STS-135: Atlantis completes TCDT – External Tank death camera ready

no alt

With her team ably dealing with the usual pad flow hiccups, Atlantis is heading towards her July 8 launch date with no major issues, with the Terminal Countdown Demonstration Test (TCDT) completed on Thursday. While inspections continue on the numerous stringers on Atlantis’ External Tank (ET-138), work on the camera modification – designed to film the tank’s destructive re-entry – has been completed.

STS-135 Pad Flow Latest:

The TCDT – otherwise known as S0017 operations – is a full scale dress rehearsal for the big day, allowing the STS-135 crew to conduct Emergency Egress Training, along with suiting up and ingressing Atlantis for a simulated countdown. The operations began at 7:30am local time on Wednesday, ending with a simulated countdown to T-0, marked at 11am local on Thursday.

Atlantis’ engineers also met with the crew at the TCDT L-1 meeting on Wednesday, briefing the astronauts on the health of their orbiter. The meeting discussed the brake fire from Endeavour’s landing on STS-134 – of which there are no real concerns – through to ongoing work with the Main Fuel Valve (MFV) replacement on SSME-3 (Space Shuttle Main Engine). 

The engineering teams also presented Commander Chris Ferguson and his crew with a large cardboard key to the orbiter with all the systems engineers signatures on it.

Meanwhile, teams are continuing to secure Atlantis’ payload, known as S0600 Vertical Payload Operations. This included work on the Orbiter Boom Sensor System (OBSS), which was observed to have an issue with a camera on Sensor Package 1.

“The Remotely Operated Electrical Umbilical (ROEU) mate/functional checkout and the Pico-Sat Solar Cell (PSSC) installation were completed,” noted the NASA Test Director (NTD) report (L2). OBSS Sensor Pack 1 and 2 update: During testing of OBSS Sensors, problem with camera on SP1. I Iris will open and close manually but will not respond in auto.

“Potential removal of SP1 and return to Flight Crew Lab to verify whether the Test controller box or the Camera that is discrepant. There is a spare camera on site if it is required.

Aim of the exercise:
Copy the whole Atlantis article above word for word, leaving nothing out. The listing has nothing to do with this.

Given information:
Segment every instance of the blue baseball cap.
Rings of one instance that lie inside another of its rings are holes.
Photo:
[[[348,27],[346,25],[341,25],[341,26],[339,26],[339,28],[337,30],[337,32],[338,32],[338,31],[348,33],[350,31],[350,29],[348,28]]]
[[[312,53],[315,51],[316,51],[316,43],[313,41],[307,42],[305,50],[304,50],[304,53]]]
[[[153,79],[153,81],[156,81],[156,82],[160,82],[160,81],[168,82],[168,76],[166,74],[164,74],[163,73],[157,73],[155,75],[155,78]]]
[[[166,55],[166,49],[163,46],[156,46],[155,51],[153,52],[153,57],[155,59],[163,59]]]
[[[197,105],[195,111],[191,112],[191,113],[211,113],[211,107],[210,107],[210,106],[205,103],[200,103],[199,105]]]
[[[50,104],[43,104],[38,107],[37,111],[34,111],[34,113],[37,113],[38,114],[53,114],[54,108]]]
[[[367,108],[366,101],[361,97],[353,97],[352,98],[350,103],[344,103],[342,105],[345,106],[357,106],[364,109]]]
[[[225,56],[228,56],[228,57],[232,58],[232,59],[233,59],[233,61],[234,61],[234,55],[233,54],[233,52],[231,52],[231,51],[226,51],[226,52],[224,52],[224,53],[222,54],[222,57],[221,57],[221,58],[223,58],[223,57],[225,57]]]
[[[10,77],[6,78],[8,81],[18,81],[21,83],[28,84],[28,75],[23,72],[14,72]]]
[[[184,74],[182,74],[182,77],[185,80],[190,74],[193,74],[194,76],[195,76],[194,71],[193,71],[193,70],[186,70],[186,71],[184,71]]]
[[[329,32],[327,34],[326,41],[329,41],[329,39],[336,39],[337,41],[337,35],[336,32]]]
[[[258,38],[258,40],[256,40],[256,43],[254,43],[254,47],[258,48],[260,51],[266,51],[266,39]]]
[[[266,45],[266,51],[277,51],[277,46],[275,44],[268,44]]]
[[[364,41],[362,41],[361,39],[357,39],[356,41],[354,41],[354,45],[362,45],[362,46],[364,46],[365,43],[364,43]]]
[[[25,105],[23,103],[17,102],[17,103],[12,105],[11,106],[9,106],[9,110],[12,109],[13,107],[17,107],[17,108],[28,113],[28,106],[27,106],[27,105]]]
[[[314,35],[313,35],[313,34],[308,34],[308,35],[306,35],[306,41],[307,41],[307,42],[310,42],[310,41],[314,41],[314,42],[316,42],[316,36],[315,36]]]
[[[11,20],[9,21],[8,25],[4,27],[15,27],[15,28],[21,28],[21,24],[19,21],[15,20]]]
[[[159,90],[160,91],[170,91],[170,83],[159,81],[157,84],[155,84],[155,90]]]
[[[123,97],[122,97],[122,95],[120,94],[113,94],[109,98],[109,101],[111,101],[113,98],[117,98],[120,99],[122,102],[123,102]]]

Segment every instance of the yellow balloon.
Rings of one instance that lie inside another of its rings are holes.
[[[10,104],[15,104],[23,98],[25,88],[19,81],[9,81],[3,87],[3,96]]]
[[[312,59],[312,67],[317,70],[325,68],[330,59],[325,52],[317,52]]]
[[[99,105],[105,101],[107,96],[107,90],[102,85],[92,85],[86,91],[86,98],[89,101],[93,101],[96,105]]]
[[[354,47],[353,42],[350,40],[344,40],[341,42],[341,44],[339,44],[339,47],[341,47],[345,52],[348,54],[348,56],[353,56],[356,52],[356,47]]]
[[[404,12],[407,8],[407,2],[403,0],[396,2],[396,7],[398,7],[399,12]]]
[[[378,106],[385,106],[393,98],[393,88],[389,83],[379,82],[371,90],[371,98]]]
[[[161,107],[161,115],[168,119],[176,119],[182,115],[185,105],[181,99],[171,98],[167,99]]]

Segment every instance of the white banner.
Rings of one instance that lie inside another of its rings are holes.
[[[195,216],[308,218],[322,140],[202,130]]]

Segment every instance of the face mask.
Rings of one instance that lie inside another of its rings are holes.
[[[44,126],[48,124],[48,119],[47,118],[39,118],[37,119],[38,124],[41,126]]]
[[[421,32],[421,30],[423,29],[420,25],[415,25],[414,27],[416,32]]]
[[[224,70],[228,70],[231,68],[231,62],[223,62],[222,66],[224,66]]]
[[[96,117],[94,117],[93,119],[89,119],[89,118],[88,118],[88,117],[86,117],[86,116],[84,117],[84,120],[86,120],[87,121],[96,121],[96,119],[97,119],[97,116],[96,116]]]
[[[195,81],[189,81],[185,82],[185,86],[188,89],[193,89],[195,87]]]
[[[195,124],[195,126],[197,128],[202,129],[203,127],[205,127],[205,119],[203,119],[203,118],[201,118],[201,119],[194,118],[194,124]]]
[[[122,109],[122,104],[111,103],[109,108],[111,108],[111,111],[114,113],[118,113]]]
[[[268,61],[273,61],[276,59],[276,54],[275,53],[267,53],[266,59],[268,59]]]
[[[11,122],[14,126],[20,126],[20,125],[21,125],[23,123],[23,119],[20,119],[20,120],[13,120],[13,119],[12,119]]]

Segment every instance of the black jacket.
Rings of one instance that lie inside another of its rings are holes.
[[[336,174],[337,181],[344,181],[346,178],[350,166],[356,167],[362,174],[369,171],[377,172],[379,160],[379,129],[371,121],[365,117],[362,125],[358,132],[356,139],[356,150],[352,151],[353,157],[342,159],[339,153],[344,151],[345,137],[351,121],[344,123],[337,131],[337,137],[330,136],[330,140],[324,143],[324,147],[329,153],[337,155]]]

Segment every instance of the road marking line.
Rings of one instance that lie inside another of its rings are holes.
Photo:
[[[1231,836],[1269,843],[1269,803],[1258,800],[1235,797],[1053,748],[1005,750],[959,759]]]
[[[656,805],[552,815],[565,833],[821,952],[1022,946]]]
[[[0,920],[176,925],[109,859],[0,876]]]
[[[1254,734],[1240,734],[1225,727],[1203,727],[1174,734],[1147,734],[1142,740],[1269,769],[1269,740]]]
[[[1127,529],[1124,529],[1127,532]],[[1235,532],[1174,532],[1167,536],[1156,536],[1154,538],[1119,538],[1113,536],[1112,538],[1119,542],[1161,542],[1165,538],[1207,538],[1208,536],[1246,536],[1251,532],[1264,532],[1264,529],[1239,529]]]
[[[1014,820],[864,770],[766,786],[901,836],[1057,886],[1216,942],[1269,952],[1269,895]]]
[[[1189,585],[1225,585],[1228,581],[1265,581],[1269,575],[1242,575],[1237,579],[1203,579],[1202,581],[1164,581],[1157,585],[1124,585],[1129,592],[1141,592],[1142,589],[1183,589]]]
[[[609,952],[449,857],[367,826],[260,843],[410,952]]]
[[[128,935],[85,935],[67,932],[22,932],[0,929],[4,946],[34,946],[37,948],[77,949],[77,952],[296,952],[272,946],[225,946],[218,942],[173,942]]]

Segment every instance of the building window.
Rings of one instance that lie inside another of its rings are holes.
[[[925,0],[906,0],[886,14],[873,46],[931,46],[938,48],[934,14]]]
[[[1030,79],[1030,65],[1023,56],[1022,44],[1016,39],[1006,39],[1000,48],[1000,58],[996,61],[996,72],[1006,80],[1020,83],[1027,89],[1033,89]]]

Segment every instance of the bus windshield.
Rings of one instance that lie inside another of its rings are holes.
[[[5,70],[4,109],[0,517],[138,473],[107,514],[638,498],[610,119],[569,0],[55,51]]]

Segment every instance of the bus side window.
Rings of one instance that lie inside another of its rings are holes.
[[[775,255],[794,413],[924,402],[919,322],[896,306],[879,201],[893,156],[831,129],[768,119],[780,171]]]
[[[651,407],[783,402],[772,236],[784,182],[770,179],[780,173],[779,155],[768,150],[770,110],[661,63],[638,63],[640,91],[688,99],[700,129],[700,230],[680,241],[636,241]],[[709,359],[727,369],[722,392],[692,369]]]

Answer for the task:
STS-135: Atlantis completes TCDT – External Tank death camera ready

no alt

With her team ably dealing with the usual pad flow hiccups, Atlantis is heading towards her July 8 launch date with no major issues, with the Terminal Countdown Demonstration Test (TCDT) completed on Thursday. While inspections continue on the numerous stringers on Atlantis’ External Tank (ET-138), work on the camera modification – designed to film the tank’s destructive re-entry – has been completed.

STS-135 Pad Flow Latest:

The TCDT – otherwise known as S0017 operations – is a full scale dress rehearsal for the big day, allowing the STS-135 crew to conduct Emergency Egress Training, along with suiting up and ingressing Atlantis for a simulated countdown. The operations began at 7:30am local time on Wednesday, ending with a simulated countdown to T-0, marked at 11am local on Thursday.

Atlantis’ engineers also met with the crew at the TCDT L-1 meeting on Wednesday, briefing the astronauts on the health of their orbiter. The meeting discussed the brake fire from Endeavour’s landing on STS-134 – of which there are no real concerns – through to ongoing work with the Main Fuel Valve (MFV) replacement on SSME-3 (Space Shuttle Main Engine). 

The engineering teams also presented Commander Chris Ferguson and his crew with a large cardboard key to the orbiter with all the systems engineers signatures on it.

Meanwhile, teams are continuing to secure Atlantis’ payload, known as S0600 Vertical Payload Operations. This included work on the Orbiter Boom Sensor System (OBSS), which was observed to have an issue with a camera on Sensor Package 1.

“The Remotely Operated Electrical Umbilical (ROEU) mate/functional checkout and the Pico-Sat Solar Cell (PSSC) installation were completed,” noted the NASA Test Director (NTD) report (L2). OBSS Sensor Pack 1 and 2 update: During testing of OBSS Sensors, problem with camera on SP1. I Iris will open and close manually but will not respond in auto.

“Potential removal of SP1 and return to Flight Crew Lab to verify whether the Test controller box or the Camera that is discrepant. There is a spare camera on site if it is required.